-- START EXCERPTED DATA --

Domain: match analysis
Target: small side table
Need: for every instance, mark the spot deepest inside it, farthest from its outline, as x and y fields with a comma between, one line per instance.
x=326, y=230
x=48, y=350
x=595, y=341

-- END EXCERPTED DATA --
-- START EXCERPTED DATA --

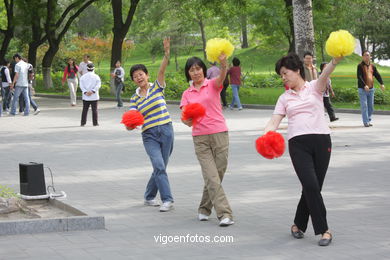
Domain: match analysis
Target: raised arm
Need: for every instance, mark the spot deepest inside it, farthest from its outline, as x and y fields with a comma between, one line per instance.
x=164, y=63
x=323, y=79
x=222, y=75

-- END EXCERPTED DATA --

WHAT YOU WILL DO — Return every line of the entries above that contains the string "Target". Case counts.

FINAL RESULT —
Target: small side table
Target: raised arm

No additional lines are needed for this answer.